** Begin Records for this exercise **

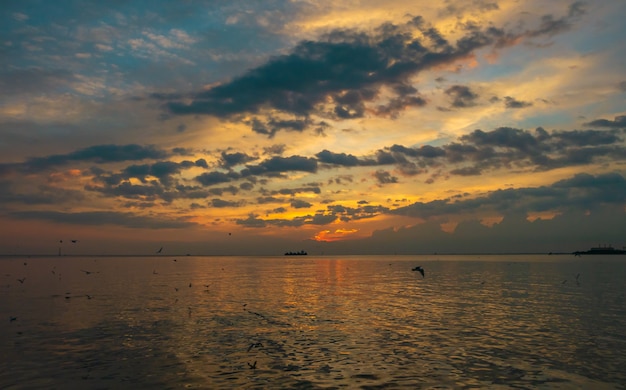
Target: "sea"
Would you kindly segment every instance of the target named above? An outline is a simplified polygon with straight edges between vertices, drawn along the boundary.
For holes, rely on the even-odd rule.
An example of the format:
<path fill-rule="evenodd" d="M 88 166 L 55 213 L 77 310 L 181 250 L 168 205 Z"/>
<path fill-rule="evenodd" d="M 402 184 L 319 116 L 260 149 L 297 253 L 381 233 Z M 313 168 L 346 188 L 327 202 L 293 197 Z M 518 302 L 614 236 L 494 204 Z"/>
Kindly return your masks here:
<path fill-rule="evenodd" d="M 4 256 L 0 388 L 626 389 L 625 280 L 624 255 Z"/>

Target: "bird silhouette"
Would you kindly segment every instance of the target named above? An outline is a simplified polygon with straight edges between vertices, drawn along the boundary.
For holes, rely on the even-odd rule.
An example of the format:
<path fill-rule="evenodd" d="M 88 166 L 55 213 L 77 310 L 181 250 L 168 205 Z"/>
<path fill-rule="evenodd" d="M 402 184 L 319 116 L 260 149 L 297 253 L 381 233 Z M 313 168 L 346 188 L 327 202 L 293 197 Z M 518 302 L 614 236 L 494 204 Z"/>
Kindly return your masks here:
<path fill-rule="evenodd" d="M 425 276 L 424 275 L 424 268 L 417 266 L 415 268 L 412 269 L 412 271 L 419 271 L 420 274 L 422 274 L 422 278 Z"/>

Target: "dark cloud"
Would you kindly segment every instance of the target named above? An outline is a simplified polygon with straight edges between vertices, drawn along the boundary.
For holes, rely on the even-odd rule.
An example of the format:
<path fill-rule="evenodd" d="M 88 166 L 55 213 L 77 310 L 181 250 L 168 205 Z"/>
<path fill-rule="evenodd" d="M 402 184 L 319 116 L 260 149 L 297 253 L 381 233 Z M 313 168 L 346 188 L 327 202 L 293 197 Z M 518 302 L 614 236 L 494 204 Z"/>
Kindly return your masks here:
<path fill-rule="evenodd" d="M 263 175 L 289 171 L 316 172 L 317 160 L 309 157 L 272 157 L 258 165 L 248 165 L 243 175 Z"/>
<path fill-rule="evenodd" d="M 354 167 L 360 164 L 359 159 L 351 154 L 333 153 L 326 149 L 317 153 L 315 157 L 325 164 L 343 165 L 346 167 Z"/>
<path fill-rule="evenodd" d="M 185 220 L 171 220 L 120 213 L 113 211 L 90 211 L 63 213 L 58 211 L 16 211 L 9 214 L 16 219 L 36 219 L 72 225 L 115 225 L 137 229 L 184 229 L 195 226 Z"/>
<path fill-rule="evenodd" d="M 311 203 L 302 199 L 294 199 L 291 201 L 291 207 L 293 207 L 294 209 L 308 209 L 312 206 L 313 205 Z"/>
<path fill-rule="evenodd" d="M 241 176 L 235 172 L 205 172 L 196 176 L 195 180 L 204 186 L 212 186 L 215 184 L 228 183 L 232 180 L 237 180 Z"/>
<path fill-rule="evenodd" d="M 322 190 L 317 186 L 310 187 L 297 187 L 297 188 L 281 188 L 277 191 L 272 191 L 272 195 L 296 195 L 303 192 L 311 192 L 314 194 L 321 194 Z"/>
<path fill-rule="evenodd" d="M 609 127 L 626 129 L 626 115 L 616 116 L 614 120 L 596 119 L 585 123 L 585 126 Z"/>
<path fill-rule="evenodd" d="M 546 15 L 537 29 L 517 33 L 493 26 L 483 29 L 467 25 L 463 30 L 465 35 L 456 42 L 448 41 L 421 17 L 402 25 L 385 23 L 369 34 L 335 30 L 317 41 L 302 41 L 290 53 L 273 57 L 210 89 L 189 96 L 154 94 L 153 97 L 164 101 L 174 115 L 235 118 L 243 113 L 254 115 L 276 110 L 294 116 L 294 119 L 250 122 L 255 132 L 268 136 L 280 129 L 303 131 L 311 125 L 312 114 L 335 119 L 362 117 L 382 87 L 389 87 L 396 96 L 371 112 L 390 115 L 406 106 L 425 104 L 416 89 L 407 87 L 420 71 L 452 63 L 482 47 L 504 46 L 520 37 L 554 35 L 569 28 L 571 18 L 572 15 L 563 18 Z M 415 29 L 424 38 L 416 37 Z M 477 98 L 463 86 L 454 86 L 448 93 L 453 96 L 455 107 L 468 107 Z"/>
<path fill-rule="evenodd" d="M 249 156 L 246 153 L 236 152 L 236 153 L 226 153 L 222 152 L 222 162 L 221 166 L 223 168 L 232 168 L 235 165 L 245 164 L 250 161 L 256 160 L 257 157 Z"/>
<path fill-rule="evenodd" d="M 154 146 L 130 145 L 95 145 L 68 154 L 57 154 L 46 157 L 33 157 L 21 164 L 13 164 L 26 172 L 40 172 L 73 162 L 94 162 L 98 164 L 139 161 L 147 159 L 163 159 L 168 153 Z"/>
<path fill-rule="evenodd" d="M 524 101 L 512 98 L 510 96 L 504 97 L 504 106 L 506 108 L 525 108 L 525 107 L 530 107 L 532 105 L 533 104 L 531 102 L 524 102 Z"/>
<path fill-rule="evenodd" d="M 551 186 L 496 190 L 473 199 L 416 202 L 389 212 L 423 219 L 486 211 L 526 215 L 544 211 L 589 210 L 601 205 L 623 206 L 625 202 L 626 179 L 618 173 L 596 176 L 578 174 Z"/>
<path fill-rule="evenodd" d="M 453 85 L 445 93 L 452 98 L 451 104 L 454 108 L 475 106 L 478 99 L 478 95 L 465 85 Z"/>
<path fill-rule="evenodd" d="M 223 208 L 223 207 L 241 207 L 244 205 L 244 202 L 236 202 L 224 199 L 212 199 L 211 206 L 215 208 Z"/>
<path fill-rule="evenodd" d="M 572 130 L 549 133 L 500 127 L 475 130 L 457 142 L 430 148 L 394 145 L 381 151 L 380 163 L 415 167 L 448 165 L 451 174 L 479 174 L 485 170 L 520 168 L 536 171 L 601 161 L 626 159 L 624 139 L 617 130 Z M 429 153 L 424 153 L 425 151 Z M 400 158 L 404 156 L 404 158 Z M 474 165 L 469 165 L 474 164 Z"/>
<path fill-rule="evenodd" d="M 374 177 L 378 180 L 378 184 L 393 184 L 398 182 L 398 178 L 392 176 L 391 173 L 387 171 L 378 170 L 374 172 Z"/>

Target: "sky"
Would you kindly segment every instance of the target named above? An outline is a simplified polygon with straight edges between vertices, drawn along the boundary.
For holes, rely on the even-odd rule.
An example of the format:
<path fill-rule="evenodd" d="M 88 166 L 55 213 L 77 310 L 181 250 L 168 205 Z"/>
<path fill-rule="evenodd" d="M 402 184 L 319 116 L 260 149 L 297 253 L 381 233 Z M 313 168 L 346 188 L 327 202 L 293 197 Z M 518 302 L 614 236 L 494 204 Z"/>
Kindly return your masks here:
<path fill-rule="evenodd" d="M 621 248 L 624 16 L 3 1 L 0 254 Z"/>

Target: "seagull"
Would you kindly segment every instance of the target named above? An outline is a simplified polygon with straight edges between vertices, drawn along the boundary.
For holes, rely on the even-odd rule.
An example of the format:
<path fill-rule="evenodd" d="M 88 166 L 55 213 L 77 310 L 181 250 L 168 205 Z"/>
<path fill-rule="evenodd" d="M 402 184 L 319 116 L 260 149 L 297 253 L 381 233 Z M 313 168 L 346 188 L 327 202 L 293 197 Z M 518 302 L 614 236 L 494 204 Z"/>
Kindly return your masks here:
<path fill-rule="evenodd" d="M 424 268 L 420 266 L 413 268 L 411 271 L 419 271 L 419 273 L 422 274 L 422 278 L 424 277 Z"/>

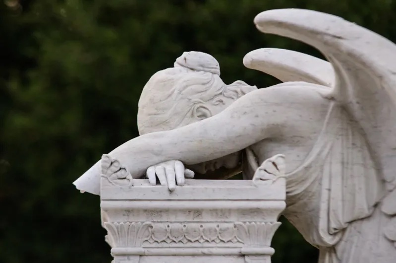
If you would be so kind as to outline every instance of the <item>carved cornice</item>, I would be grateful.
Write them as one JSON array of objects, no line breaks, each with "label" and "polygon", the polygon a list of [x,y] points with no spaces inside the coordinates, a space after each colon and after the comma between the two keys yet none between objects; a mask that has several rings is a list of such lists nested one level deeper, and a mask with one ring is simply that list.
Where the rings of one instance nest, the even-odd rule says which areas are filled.
[{"label": "carved cornice", "polygon": [[192,243],[255,247],[269,246],[280,225],[278,222],[106,222],[105,227],[108,233],[106,241],[113,248]]}]

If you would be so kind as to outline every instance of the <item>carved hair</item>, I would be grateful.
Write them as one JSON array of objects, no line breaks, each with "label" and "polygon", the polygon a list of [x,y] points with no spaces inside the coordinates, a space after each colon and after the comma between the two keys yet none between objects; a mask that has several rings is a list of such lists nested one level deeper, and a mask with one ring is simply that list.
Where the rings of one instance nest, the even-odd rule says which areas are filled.
[{"label": "carved hair", "polygon": [[183,67],[161,70],[151,77],[142,92],[137,116],[139,133],[187,125],[198,120],[194,116],[198,107],[224,104],[224,97],[236,100],[256,88],[241,81],[227,85],[217,74]]}]

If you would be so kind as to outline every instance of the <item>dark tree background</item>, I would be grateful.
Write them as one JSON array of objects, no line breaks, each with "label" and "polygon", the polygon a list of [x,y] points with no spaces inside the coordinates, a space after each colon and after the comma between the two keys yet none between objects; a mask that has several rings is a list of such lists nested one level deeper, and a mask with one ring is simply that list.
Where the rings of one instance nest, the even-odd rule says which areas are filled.
[{"label": "dark tree background", "polygon": [[[142,88],[183,51],[213,55],[226,83],[261,87],[278,81],[245,68],[247,52],[320,56],[256,29],[260,12],[288,7],[341,16],[396,40],[394,0],[0,2],[0,262],[109,263],[99,197],[72,182],[138,135]],[[273,262],[316,262],[316,249],[283,221]]]}]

** End Records for this exercise **

Copy out the stretch from the start of the entries through the line that contains "425 276 L 424", word for word and including both ends. Leave out the pictures.

Target: "sea"
Would you kindly segment every instance of the target named above? An outline is a simplified polygon with straight edges between vertices, drawn along the boundary.
For holes, rely on the even-odd rule.
An example of the format:
<path fill-rule="evenodd" d="M 88 166 L 55 213 L 77 310 L 181 250 L 168 205 Z"/>
<path fill-rule="evenodd" d="M 402 184 L 319 116 L 260 149 L 297 253 L 381 233 Z M 313 168 L 346 188 L 327 202 L 293 197 Z M 518 302 L 614 236 L 494 204 Z"/>
Kindly return your masks here:
<path fill-rule="evenodd" d="M 4 256 L 0 388 L 626 389 L 625 280 L 624 255 Z"/>

Target: "bird silhouette"
Would you kindly segment every instance of the target named above? An outline is a simplified polygon with straight edges between vertices, drawn along the boundary.
For holes, rely on the even-odd rule.
An example of the format:
<path fill-rule="evenodd" d="M 88 166 L 55 213 L 77 310 L 181 250 L 168 205 Z"/>
<path fill-rule="evenodd" d="M 402 184 L 319 116 L 260 149 L 297 253 L 381 233 Z M 313 168 L 346 188 L 327 202 L 293 197 Z M 518 302 L 614 236 L 494 204 Z"/>
Kindly return your masks here:
<path fill-rule="evenodd" d="M 425 276 L 424 275 L 424 268 L 417 266 L 415 268 L 412 269 L 412 271 L 419 271 L 420 274 L 422 274 L 422 278 Z"/>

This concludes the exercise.